Document:
⟨

Last Updated on: 10th October 2013, 10:04 am
First things first, if any of you reading this emailed me something any time between Wednesday night and 9:30 or so on Thursday morning, odds are good that I probably won’t be getting it unless you send it again. This morning I downloaded a bunch of mail onto Carin’s computer, which promptly proceeded to crash and eat about half of it. Needless to say, Steve was not a happy guy this morning.
But the tragic and untimely death of a massive amount of electronic correspondence did get me thinking. It got me thinking about the way we live and the ways in which we function as a society. How we do things, how things are done for us. Who and what we trust, and the things with which we trust them. In short, it got me thinking about whether we, as a people, are truly as advanced as we tend to think we are.
Stop and think about your own day to day life for a few minutes. Think about all of the conveniences that inovation has afforded you in the hopes that you’ll be a more efficient and productive worker during select hours, and lazier during others. Consider how much you’ve come to rely on those conveniences, and how much it sucks when you’re placed in a situation that doesn’t allow you to have access to them. Remember all those times when you were running late for something and you didn’t have your cell phone with you? You got pretty pissed off and annoyed with yourself, didn’t you? It’s ok, you can admit it, we’ve all been there and we’ve all reacted the same way. And why? Because we’ve become a culture that depends on computers and gadgets to keep us in touch 24/7. If you don’t think that’s true, think about how angry you get when your buddy doesn’t have his phone turned on, or the profound sense of shock you feel when you happen upon somebody who doesn’t use the internet and has no use for an email address and then tell me again that I’m wrong. Ok, now that you’re on side, ask yourself this question. For all of the teleconferencing and instant messaging and email and whatever else you want to throw in there that’s supposed to save time and make things easier, are we really that much better off? Have all of the technological safeguards that we’ve put in place to prevent mistakes and their associated misery really worked, or have we simply swapped one set of problems for another? Personally, I think the answer is pretty simple.

⟩

Location labeling rows:
⟨

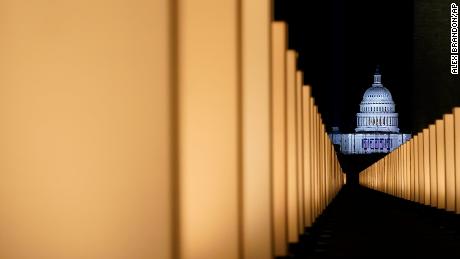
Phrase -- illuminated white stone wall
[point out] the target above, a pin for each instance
(376, 124)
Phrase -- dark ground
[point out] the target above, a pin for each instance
(363, 223)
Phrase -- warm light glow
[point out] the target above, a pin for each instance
(427, 165)
(293, 217)
(279, 137)
(300, 164)
(441, 164)
(433, 166)
(306, 92)
(256, 93)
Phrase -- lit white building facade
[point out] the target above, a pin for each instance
(377, 124)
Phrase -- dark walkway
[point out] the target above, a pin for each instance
(367, 224)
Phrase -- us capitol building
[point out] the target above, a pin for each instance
(377, 124)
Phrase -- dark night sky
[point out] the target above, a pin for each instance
(340, 42)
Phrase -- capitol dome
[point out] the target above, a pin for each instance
(377, 109)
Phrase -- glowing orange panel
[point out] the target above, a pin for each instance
(415, 168)
(279, 137)
(421, 173)
(256, 92)
(449, 161)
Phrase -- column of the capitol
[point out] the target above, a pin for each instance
(427, 165)
(315, 186)
(307, 184)
(209, 89)
(279, 180)
(292, 191)
(440, 164)
(450, 161)
(421, 172)
(256, 117)
(300, 150)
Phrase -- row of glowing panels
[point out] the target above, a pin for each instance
(426, 169)
(304, 160)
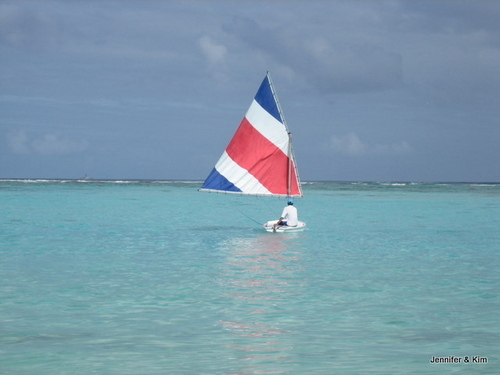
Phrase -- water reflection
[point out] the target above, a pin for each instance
(260, 281)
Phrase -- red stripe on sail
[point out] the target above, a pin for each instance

⟩

Task requirements:
- 1) According to the blog post, what happened to the mail downloaded onto Carin's computer?
- 2) Reproduce the blog post word for word between "Last Updated on: 10th" and "guy this morning.", inclusive.

Worked solutions:
- 1) The computer crashed and lost about half of it.

- 2)
Last Updated on: 10th October 2013, 10:04 am
First things first, if any of you reading this emailed me something any time between Wednesday night and 9:30 or so on Thursday morning, odds are good that I probably won’t be getting it unless you send it again. This morning I downloaded a bunch of mail onto Carin’s computer, which promptly proceeded to crash and eat about half of it. Needless to say, Steve was not a happy guy this morning.